REEKS OPDRACHTEN:
1. Welke maatregel vermeldt het bronfragment bij de uitspraak van de Accountantskamer?
2. Bewerk het bronfragment: geef het deel vanaf "Lex van Almelo" tot en met "deze uittredingsvordering toe." opnieuw weer, waarbij "medebestuurder" telkens wordt vervangen door "mededirecteur".

BRONFRAGMENT:
==================================================

Tuchtrecht

Samensteller neemt significante post kritiekloos over

Een accountant-administratieconsulent verwerkt de juridische kosten van een geschil zonder vragen te stellen in de jaarrekening. Gezien het conflict had hij dit wel moeten doen, omdat deze post een significante aangelegenheid was.

Accountantskamer

Zaaknummers:
24/2153 Wtra AK
Datum uitspraak:
25 november 2024
Oordeel:
deels gegrond
Maatregel:
waarschuwing
Status:
nog niet definitief
Vindplaats:
ECLI:NL:TACAKN:2024:69

» Direct naar annotatie

Lex van Almelo

Belangrijkste feiten

Een (vastgoed)projectontwikkelingsbedrijf (hierna: het bedrijf) is voor een derde in handen van een projectontwikkelaar en voor twee derde van een aannemer. De projectontwikkelaar is aanvankelijk medebestuurder van het bedrijf en werkt op basis van een managementovereenkomst. De projectontwikkelaar zegt die overeenkomst in mei 2019 op en neemt in september 2019 ontslag als medebestuurder. Vanaf dat moment is de aannemer de enige bestuurder van het bedrijf. De projectontwikkelaar begint een procedure tegen de aannemer en tegen het bedrijf met als inzet dat die zijn aandelen overnemen tegen een bedrag, waarvan een deskundige de hoogte moet vaststellen. De Rechtbank Gelderland wijst deze uittredingsvordering toe.

Ondertussen ontwikkelt het bedrijf plannen om op de locatie van een voormalige basisschool woningen te bouwen. In maart 2019 sluiten het bedrijf en de gemeente een koop- en anterieure overeenkomst. Dat laatste is een overeenkomst die vooraf gaat aan een ruimtelijk plan, dat later zal worden ingevuld en vastgesteld. In de anterieure overeenkomst staan afspraken over onder andere de kosten, voorzieningen en infrastructuur voor het project. Het bestemmingsplan wordt gewijzigd om op het voormalige schoolterrein veertien woningen te bouwen. Het terrein wordt in maart 2020 geleverd aan de aannemer en de huisaccountant van het bedrijf, die investeert in zes woningen van dit project. Deze accountant-administratieconsulent sluit een aannemingscontract met het aannemersbedrijf van de aannemer – de directeur van zijn samenstellingsklant - en geeft opdracht om zes woningen te bouwen. Begin 2021 worden de woningen opgeleverd; de accountant betaalt de laatste termijn aan de aannemer.

De accountant heeft de opdracht de jaarrekeningen van het bedrijf samen te stellen, maar ziet daar na overleg met de kwaliteitsbepaler van zijn accountantskantoor van af, gezien de zakelijke banden met de aannemer. Over boekjaar 2019 stelt een registeraccountant van het kantoor de jaarrekening samen. In de publicatiestukken 2019, die zijn gedeponeerd bij de Kamer van Koophandel, staat dat de jaarrekening op zekere datum is vastgesteld.

==================================================

VERMELDE REGELS:
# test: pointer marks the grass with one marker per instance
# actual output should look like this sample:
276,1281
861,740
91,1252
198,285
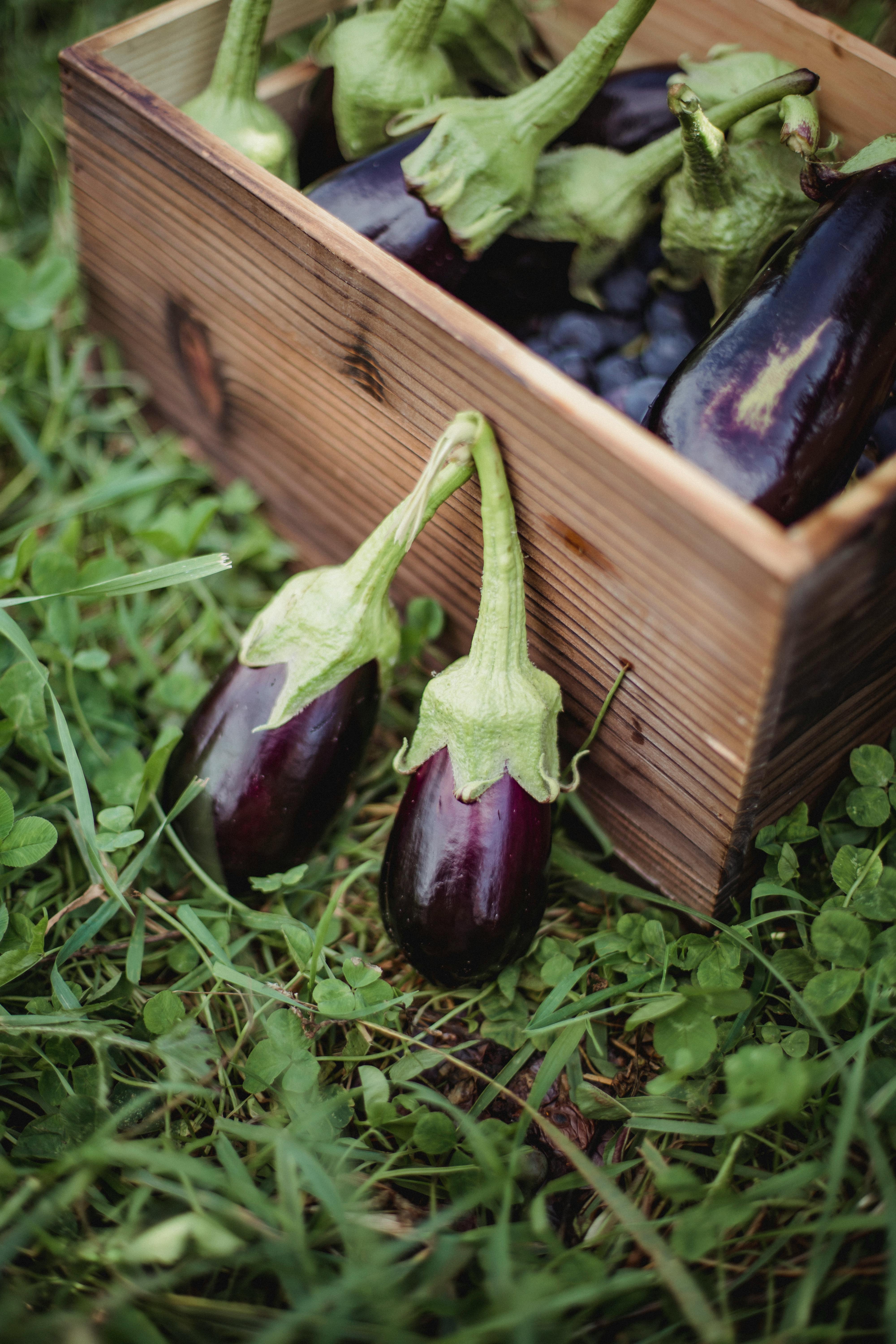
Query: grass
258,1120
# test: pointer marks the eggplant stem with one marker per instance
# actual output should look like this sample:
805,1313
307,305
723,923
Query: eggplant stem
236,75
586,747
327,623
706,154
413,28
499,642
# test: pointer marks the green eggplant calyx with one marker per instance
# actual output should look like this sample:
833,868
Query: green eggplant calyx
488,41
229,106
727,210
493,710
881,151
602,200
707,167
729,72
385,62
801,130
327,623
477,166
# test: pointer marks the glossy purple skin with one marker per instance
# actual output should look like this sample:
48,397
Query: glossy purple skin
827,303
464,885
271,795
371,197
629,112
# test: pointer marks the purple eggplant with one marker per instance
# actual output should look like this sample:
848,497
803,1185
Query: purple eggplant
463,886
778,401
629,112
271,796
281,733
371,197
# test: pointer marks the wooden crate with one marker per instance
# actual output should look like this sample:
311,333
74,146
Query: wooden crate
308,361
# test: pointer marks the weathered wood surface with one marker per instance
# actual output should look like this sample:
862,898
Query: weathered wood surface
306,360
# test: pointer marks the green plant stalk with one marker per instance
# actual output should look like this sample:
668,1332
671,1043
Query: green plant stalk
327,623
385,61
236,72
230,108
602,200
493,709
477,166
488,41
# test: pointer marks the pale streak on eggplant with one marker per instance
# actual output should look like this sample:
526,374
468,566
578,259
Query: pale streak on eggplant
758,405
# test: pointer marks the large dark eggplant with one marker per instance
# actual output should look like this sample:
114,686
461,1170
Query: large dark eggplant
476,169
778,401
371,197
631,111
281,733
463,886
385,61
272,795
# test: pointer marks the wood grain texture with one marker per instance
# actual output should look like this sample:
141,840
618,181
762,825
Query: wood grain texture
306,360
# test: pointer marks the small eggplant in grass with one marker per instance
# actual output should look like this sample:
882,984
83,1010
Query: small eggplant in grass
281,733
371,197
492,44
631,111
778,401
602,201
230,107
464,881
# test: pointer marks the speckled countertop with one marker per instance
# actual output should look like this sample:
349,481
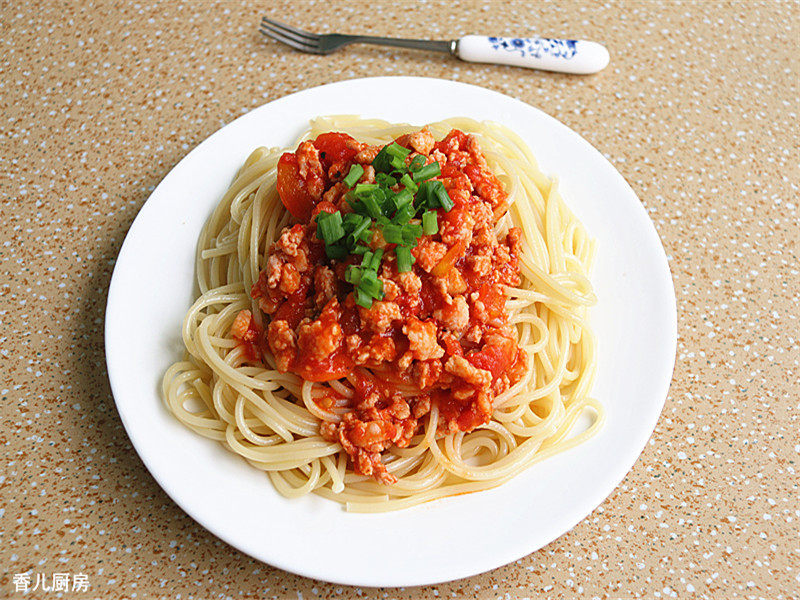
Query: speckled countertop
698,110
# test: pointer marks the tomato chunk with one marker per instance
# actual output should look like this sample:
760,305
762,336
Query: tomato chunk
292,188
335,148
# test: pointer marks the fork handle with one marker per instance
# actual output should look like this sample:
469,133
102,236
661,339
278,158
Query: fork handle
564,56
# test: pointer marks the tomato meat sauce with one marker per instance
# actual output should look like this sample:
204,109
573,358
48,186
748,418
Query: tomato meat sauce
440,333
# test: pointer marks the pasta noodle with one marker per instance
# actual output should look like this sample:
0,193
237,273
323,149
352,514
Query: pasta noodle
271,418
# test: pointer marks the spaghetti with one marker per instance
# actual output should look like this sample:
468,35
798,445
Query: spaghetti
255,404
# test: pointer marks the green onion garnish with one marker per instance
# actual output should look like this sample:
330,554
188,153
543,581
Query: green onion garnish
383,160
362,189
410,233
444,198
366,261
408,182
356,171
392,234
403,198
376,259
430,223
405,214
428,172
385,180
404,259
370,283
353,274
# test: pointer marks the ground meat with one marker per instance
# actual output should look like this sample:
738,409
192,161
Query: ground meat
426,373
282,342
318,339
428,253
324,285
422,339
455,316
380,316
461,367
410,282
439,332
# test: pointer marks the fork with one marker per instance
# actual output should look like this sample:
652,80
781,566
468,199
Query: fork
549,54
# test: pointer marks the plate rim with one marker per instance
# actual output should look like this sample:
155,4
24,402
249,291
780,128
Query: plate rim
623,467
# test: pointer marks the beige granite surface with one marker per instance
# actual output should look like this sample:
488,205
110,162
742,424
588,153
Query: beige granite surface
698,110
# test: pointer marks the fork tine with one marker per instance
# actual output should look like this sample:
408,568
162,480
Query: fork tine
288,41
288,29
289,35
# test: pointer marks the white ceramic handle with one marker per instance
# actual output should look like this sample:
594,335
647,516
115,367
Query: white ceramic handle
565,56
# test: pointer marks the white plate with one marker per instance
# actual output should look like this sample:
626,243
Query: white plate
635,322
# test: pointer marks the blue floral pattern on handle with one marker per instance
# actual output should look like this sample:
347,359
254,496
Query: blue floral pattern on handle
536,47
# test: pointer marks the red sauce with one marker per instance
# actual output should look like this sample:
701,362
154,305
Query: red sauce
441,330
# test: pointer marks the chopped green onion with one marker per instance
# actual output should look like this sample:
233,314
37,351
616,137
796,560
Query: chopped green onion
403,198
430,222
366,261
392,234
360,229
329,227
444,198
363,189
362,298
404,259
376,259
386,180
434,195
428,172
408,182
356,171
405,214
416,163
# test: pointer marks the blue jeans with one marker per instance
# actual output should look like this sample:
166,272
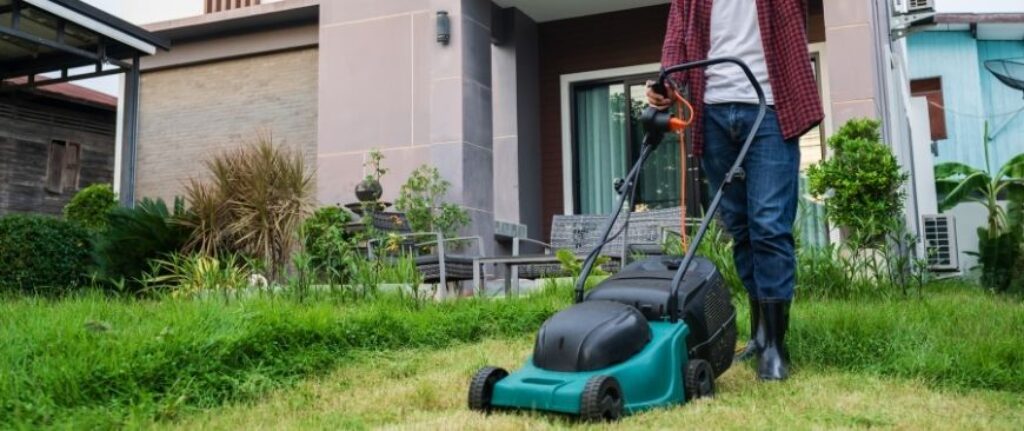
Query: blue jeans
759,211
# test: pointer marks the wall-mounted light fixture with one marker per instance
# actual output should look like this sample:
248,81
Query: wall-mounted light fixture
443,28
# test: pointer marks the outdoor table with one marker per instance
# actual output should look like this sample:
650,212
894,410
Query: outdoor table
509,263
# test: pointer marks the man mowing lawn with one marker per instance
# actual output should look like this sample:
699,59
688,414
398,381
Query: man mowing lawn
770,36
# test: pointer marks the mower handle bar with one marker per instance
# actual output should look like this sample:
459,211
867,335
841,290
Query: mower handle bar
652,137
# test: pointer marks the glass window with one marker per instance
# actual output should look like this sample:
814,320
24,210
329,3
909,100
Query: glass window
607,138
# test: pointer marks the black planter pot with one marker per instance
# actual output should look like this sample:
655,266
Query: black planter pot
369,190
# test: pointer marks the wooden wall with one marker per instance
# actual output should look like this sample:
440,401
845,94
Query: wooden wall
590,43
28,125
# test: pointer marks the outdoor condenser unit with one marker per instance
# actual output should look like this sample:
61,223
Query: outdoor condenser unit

==================================================

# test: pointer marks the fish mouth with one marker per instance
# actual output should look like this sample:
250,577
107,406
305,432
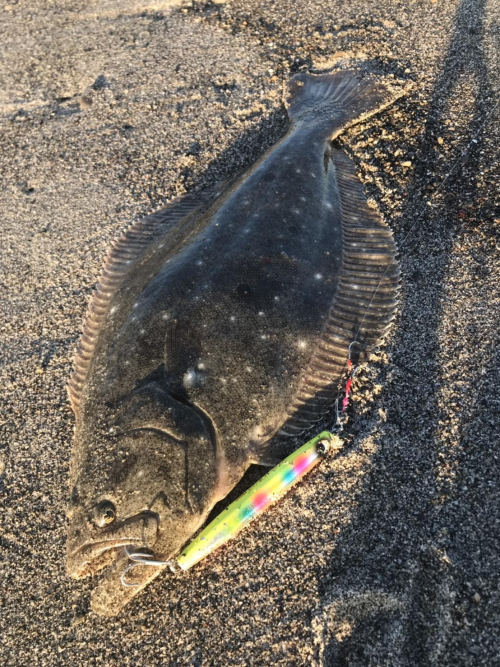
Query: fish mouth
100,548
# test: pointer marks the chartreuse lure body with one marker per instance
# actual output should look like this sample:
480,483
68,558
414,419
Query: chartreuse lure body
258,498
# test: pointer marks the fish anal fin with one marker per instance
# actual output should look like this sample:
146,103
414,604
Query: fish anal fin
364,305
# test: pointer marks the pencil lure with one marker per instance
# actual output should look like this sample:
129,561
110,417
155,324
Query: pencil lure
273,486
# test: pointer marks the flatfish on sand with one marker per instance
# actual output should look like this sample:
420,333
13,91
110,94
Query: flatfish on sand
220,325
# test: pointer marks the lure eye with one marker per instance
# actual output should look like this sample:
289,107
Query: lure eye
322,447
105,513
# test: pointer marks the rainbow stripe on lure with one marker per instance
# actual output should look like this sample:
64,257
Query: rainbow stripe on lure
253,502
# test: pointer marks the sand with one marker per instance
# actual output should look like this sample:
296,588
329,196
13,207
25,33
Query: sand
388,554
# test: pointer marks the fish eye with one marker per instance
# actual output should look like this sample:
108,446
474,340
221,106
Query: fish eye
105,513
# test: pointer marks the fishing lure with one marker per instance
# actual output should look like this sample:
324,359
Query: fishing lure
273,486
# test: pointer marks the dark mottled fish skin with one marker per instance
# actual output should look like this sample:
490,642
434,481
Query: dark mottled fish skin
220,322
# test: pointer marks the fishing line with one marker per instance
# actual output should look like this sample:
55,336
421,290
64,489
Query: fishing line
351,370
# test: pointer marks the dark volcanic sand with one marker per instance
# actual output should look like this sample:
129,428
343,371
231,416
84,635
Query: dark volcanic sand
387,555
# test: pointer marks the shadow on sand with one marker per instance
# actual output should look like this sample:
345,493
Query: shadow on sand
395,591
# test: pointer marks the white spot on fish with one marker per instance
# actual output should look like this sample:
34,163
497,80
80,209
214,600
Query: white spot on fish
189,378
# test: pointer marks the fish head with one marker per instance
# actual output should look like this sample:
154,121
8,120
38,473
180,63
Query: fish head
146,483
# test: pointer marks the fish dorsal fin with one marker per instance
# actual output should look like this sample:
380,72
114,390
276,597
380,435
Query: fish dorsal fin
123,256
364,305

==================================================

REEKS ANTWOORDEN:
1. Een waarschuwing.

2.
Lex van Almelo

Belangrijkste feiten

Een (vastgoed)projectontwikkelingsbedrijf (hierna: het bedrijf) is voor een derde in handen van een projectontwikkelaar en voor twee derde van een aannemer. De projectontwikkelaar is aanvankelijk mededirecteur van het bedrijf en werkt op basis van een managementovereenkomst. De projectontwikkelaar zegt die overeenkomst in mei 2019 op en neemt in september 2019 ontslag als mededirecteur. Vanaf dat moment is de aannemer de enige bestuurder van het bedrijf. De projectontwikkelaar begint een procedure tegen de aannemer en tegen het bedrijf met als inzet dat die zijn aandelen overnemen tegen een bedrag, waarvan een deskundige de hoogte moet vaststellen. De Rechtbank Gelderland wijst deze uittredingsvordering toe.